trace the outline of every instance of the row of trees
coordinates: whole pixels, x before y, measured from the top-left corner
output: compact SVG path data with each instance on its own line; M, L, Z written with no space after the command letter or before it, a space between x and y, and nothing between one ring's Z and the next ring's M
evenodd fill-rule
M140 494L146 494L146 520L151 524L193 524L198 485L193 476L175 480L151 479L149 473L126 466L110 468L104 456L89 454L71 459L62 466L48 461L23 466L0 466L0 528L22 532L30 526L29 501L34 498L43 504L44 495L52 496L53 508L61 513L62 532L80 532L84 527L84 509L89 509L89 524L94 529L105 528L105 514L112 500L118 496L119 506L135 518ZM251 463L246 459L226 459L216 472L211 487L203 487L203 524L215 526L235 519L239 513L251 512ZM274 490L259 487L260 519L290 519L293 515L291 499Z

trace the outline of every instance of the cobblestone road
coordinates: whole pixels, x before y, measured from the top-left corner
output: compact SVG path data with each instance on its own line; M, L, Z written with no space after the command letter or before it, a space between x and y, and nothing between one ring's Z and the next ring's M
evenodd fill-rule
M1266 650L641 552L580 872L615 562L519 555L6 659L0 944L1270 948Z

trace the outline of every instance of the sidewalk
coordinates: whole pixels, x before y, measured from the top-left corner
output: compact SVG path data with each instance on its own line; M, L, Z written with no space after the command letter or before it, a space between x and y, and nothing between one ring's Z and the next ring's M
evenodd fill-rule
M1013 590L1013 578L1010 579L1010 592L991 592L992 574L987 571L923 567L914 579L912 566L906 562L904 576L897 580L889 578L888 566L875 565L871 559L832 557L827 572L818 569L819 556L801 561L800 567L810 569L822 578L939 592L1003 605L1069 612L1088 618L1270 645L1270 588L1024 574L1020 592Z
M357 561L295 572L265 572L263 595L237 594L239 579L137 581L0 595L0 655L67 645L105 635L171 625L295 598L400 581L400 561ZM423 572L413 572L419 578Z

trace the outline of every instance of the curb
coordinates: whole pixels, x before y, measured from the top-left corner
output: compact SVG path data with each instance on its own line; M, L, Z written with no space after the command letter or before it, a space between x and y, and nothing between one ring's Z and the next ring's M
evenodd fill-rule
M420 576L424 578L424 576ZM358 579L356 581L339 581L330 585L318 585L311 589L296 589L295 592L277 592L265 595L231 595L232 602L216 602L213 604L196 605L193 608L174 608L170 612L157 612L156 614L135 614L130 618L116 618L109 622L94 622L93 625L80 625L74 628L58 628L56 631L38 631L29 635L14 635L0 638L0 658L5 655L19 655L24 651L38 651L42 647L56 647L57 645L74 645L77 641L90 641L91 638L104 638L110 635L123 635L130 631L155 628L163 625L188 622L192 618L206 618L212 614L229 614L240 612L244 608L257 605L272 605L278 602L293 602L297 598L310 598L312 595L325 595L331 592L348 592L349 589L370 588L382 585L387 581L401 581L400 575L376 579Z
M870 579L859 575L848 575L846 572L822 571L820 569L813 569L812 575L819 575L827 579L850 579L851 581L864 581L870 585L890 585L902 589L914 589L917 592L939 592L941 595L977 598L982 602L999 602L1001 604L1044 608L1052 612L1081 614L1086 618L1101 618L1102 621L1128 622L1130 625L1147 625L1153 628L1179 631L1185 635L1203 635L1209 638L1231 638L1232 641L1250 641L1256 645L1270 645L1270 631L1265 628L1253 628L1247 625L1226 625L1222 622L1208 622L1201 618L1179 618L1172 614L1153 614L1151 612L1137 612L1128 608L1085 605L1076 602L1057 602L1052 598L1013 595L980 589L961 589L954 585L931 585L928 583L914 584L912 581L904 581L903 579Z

+ + +

Request
Return without any changes the stretch from the line containing "trace the outline of every instance of the curb" through the last line of the entries, both included.

Exercise solution
trace the outline of every instance of the curb
coordinates: whole pixels, x before y, measured from the top-left corner
output: compact SVG path data with each instance on its own line; M, L, Z written with no space after the command letter or before it, a space between x and y, and nothing between one ring's Z and the next ring's M
evenodd fill-rule
M420 576L424 578L424 576ZM358 579L356 581L339 581L330 585L318 585L311 589L296 589L295 592L277 592L265 595L231 595L232 602L216 602L213 604L196 605L193 608L174 608L170 612L157 612L156 614L135 614L130 618L116 618L109 622L94 622L93 625L80 625L74 628L58 628L56 631L38 631L29 635L14 635L0 638L0 658L5 655L19 655L24 651L38 651L42 647L56 647L57 645L74 645L77 641L90 641L91 638L104 638L110 635L123 635L130 631L155 628L163 625L188 622L192 618L206 618L212 614L229 614L240 612L244 608L257 605L272 605L278 602L293 602L297 598L310 598L312 595L325 595L331 592L348 592L349 589L370 588L382 585L387 581L401 581L400 575L376 579Z
M870 579L859 575L848 575L846 572L822 571L820 569L813 569L812 575L819 575L827 579L850 579L851 581L864 581L870 585L890 585L902 589L914 589L917 592L939 592L941 595L977 598L982 602L999 602L1001 604L1044 608L1052 612L1081 614L1086 618L1101 618L1102 621L1128 622L1130 625L1147 625L1153 628L1179 631L1185 635L1203 635L1209 638L1231 638L1232 641L1250 641L1256 645L1270 645L1270 631L1265 628L1253 628L1247 625L1226 625L1222 622L1208 622L1201 618L1179 618L1172 614L1153 614L1151 612L1137 612L1128 608L1085 605L1076 602L1057 602L1052 598L1013 595L980 589L961 589L954 585L931 585L928 583L914 584L912 581L904 581L903 579Z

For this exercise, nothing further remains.